WHAT THE EXERCISE ASKS: Copy out, exactly as given, every line from the line with "the clear sky" to the end of the listing, both of those lines included.

PROVIDED DATA:
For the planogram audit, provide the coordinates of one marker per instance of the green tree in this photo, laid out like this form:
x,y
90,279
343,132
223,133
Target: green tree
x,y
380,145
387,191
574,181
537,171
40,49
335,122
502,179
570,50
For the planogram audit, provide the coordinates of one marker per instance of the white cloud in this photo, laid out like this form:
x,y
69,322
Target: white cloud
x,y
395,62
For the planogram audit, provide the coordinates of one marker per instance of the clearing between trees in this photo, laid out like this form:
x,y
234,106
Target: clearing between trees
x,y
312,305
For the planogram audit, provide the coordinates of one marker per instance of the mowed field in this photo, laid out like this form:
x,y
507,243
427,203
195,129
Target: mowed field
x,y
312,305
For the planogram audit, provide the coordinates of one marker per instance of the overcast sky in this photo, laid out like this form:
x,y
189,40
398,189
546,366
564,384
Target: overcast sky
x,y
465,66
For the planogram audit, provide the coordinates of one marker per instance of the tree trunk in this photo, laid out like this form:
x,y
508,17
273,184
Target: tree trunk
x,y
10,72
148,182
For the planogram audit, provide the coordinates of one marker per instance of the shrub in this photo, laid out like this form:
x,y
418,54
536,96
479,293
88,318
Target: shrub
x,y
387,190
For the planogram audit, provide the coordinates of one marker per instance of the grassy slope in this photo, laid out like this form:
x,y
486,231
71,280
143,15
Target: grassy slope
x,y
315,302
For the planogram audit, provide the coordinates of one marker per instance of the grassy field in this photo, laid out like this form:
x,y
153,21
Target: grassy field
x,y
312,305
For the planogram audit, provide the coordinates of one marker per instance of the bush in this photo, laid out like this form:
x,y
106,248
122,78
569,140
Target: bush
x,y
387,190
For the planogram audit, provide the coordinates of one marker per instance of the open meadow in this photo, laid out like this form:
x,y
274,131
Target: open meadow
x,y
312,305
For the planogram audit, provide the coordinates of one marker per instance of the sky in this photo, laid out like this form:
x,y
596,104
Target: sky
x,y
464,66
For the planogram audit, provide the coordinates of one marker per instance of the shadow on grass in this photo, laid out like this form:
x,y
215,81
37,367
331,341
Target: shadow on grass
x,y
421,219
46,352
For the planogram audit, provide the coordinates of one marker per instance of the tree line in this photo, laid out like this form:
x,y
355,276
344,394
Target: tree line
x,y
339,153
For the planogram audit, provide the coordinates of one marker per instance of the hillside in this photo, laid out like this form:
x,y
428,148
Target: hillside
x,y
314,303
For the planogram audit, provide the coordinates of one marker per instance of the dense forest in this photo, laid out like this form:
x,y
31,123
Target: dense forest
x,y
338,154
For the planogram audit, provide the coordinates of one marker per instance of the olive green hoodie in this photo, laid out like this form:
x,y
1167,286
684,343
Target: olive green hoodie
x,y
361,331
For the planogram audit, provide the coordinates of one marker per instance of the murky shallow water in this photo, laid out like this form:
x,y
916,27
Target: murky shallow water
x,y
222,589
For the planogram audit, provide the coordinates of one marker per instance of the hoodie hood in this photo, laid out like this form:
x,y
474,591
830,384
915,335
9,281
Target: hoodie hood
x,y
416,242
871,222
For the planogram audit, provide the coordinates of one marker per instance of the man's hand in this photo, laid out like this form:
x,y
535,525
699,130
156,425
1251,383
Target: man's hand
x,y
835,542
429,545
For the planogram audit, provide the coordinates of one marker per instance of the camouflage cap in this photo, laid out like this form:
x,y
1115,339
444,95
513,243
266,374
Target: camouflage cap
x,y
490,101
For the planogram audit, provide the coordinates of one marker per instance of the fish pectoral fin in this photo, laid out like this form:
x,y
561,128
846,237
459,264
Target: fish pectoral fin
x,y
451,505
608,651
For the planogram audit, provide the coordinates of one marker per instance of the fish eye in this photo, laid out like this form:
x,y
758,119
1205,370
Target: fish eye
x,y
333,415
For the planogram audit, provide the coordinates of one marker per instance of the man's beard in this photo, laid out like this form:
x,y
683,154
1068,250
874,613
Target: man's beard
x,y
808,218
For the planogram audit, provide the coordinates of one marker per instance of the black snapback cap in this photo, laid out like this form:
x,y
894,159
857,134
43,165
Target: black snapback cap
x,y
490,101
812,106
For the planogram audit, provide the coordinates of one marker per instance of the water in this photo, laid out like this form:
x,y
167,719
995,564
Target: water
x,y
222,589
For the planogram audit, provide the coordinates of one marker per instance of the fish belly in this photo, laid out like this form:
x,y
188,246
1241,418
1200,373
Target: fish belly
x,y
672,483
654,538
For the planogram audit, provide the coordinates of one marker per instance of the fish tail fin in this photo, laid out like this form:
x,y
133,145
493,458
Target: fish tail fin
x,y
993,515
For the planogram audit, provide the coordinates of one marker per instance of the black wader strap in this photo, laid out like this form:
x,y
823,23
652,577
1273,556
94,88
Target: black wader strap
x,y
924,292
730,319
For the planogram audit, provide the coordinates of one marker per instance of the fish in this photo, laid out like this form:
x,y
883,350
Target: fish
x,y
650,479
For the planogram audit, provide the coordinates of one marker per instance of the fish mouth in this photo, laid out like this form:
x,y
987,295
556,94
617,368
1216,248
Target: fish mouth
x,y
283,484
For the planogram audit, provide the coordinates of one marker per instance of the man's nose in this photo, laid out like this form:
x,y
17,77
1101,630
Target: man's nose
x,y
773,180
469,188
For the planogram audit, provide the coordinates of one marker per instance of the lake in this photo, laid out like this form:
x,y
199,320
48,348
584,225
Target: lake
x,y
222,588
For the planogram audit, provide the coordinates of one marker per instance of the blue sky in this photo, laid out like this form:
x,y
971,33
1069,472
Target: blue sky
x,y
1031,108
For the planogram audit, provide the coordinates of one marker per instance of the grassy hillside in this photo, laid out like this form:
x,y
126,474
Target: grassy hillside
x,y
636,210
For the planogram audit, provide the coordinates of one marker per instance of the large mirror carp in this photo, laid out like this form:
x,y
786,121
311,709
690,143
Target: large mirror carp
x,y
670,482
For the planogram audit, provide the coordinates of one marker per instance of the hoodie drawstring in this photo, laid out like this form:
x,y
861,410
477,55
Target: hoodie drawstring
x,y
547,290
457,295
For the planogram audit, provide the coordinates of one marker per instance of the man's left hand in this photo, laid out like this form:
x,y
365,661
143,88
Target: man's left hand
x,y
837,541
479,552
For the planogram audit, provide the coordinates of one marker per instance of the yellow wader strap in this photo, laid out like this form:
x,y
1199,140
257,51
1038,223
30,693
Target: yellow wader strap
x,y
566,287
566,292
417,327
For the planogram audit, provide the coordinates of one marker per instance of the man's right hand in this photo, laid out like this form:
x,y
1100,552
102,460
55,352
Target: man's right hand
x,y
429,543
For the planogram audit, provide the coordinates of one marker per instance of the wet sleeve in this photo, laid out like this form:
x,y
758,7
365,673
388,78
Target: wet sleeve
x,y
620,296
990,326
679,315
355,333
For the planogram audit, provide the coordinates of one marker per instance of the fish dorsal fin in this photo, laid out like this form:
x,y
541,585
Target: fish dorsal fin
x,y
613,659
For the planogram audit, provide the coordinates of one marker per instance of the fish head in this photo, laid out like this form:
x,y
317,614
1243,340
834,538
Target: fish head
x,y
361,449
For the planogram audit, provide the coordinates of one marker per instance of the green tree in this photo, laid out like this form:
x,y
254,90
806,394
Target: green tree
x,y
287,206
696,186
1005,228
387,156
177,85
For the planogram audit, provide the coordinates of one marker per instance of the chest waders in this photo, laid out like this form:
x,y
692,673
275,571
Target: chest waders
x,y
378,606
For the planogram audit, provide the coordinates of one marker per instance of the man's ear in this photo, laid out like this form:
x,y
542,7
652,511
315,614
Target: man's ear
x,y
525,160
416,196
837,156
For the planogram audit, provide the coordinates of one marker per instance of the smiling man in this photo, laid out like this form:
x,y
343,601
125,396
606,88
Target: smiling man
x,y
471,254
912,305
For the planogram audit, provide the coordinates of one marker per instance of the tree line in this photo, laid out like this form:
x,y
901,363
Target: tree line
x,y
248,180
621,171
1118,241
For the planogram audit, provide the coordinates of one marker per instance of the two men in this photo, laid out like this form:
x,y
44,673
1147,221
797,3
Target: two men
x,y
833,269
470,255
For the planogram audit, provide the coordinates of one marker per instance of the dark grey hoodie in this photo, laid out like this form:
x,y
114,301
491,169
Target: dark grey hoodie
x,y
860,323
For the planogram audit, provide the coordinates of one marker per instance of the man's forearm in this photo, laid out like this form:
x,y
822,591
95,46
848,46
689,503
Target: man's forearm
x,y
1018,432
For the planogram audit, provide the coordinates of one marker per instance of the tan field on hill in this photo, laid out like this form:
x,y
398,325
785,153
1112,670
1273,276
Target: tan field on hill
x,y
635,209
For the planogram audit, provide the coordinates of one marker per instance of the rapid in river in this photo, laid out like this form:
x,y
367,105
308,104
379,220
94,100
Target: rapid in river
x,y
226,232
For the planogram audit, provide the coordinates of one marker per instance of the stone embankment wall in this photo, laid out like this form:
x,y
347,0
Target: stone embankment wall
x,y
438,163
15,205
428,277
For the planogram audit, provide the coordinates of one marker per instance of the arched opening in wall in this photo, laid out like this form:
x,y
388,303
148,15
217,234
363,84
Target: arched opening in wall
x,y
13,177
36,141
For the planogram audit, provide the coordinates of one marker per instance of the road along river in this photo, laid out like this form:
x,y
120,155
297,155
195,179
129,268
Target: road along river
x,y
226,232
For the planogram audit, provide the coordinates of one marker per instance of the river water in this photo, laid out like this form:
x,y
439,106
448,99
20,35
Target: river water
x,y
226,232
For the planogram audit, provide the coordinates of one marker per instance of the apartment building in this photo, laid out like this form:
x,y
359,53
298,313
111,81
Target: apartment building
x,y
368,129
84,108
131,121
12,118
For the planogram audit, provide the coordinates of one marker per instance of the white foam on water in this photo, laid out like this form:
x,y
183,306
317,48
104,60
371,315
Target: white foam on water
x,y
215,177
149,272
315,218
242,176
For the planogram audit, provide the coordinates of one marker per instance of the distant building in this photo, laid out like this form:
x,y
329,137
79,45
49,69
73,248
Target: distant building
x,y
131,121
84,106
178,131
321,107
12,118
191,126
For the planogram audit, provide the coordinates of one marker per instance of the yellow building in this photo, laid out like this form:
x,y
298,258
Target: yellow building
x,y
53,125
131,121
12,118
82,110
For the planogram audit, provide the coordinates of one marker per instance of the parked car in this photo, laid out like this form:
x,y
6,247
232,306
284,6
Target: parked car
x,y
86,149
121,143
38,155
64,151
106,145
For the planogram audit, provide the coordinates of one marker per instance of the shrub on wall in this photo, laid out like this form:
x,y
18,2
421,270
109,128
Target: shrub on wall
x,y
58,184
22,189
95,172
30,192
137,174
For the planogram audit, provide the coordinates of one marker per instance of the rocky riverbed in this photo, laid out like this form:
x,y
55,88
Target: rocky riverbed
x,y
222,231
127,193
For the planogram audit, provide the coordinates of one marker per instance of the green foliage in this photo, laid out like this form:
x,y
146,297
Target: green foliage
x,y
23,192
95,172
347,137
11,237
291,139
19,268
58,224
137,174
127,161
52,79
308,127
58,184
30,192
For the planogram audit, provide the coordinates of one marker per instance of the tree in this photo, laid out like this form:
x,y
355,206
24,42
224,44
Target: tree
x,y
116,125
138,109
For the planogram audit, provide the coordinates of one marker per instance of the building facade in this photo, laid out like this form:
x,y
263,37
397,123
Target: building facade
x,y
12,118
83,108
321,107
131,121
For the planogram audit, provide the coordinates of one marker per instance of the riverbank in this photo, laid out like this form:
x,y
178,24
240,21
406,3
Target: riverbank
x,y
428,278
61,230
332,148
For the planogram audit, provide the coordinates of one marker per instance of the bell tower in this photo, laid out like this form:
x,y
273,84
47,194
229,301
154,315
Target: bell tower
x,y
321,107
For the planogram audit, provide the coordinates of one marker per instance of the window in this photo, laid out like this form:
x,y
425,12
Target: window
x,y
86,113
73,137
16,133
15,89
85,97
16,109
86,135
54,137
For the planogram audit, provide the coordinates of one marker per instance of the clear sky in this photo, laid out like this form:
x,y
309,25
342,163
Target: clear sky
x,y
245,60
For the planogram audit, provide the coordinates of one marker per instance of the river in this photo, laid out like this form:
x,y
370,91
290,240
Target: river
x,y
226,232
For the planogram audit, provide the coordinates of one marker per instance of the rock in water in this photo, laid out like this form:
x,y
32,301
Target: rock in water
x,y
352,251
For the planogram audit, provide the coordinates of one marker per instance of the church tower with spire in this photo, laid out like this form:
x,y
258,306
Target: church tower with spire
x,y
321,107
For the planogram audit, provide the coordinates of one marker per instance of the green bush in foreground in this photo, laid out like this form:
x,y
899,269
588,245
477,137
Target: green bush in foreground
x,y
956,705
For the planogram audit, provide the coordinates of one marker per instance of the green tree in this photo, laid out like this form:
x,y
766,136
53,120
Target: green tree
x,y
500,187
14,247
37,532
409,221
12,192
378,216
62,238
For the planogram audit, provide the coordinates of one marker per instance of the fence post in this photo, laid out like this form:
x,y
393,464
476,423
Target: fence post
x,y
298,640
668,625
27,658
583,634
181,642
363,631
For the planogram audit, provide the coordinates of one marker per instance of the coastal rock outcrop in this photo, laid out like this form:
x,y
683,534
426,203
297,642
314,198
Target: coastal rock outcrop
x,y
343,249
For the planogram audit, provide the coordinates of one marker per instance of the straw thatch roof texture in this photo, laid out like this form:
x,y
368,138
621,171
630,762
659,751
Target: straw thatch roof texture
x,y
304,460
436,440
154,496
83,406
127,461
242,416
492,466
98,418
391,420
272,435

THE RESPONSE:
For the planogram audit, provide the coordinates of one marker per instance of the clear sky in this photo, laid out like this form:
x,y
309,25
342,163
Target: clear sky
x,y
245,60
For the planogram audit, provide the coordinates of one marker per instance of the river in this photo, laid out like this form:
x,y
370,91
290,240
Target: river
x,y
226,232
For the planogram audit, provide the coordinates of one marker per instance of the rock in water in this photo, laid out like this form:
x,y
32,301
Target: rock in water
x,y
352,251
For the planogram audit, provide the coordinates of one marker per instance of the church tower with spire in this photo, laid out like this form:
x,y
258,306
Target: church tower with spire
x,y
321,107
For the planogram audit, provide the coordinates of one marker per instance of the green bush in foreground in this photo, laid out like this form:
x,y
899,269
588,245
477,137
Target: green bush in foreground
x,y
956,705
For the planogram audit, provide the coordinates of one marker per instance of the green tree in this photo, laid out like this form:
x,y
766,136
53,120
Target: green tree
x,y
500,187
14,247
37,532
409,221
12,192
378,216
62,238
For the planogram audit, provide the coordinates of one marker per instance of the fence post in this photo, laid out like this form:
x,y
393,464
476,423
Target: fence post
x,y
298,640
668,625
27,658
583,634
181,642
363,631
For the planogram audit, provide the coordinates of one marker per instance of the coastal rock outcrop in this photo, laid out like this form:
x,y
683,534
426,203
297,642
314,198
Target: coastal rock outcrop
x,y
343,249
For the planogram audit, provide the coordinates of one marker per instance of the straw thatch roof texture in this photo, laid out like this form:
x,y
368,138
621,171
630,762
659,751
Target: straw thatch roof texture
x,y
304,460
436,440
154,496
83,406
127,461
242,416
492,466
98,418
391,420
272,435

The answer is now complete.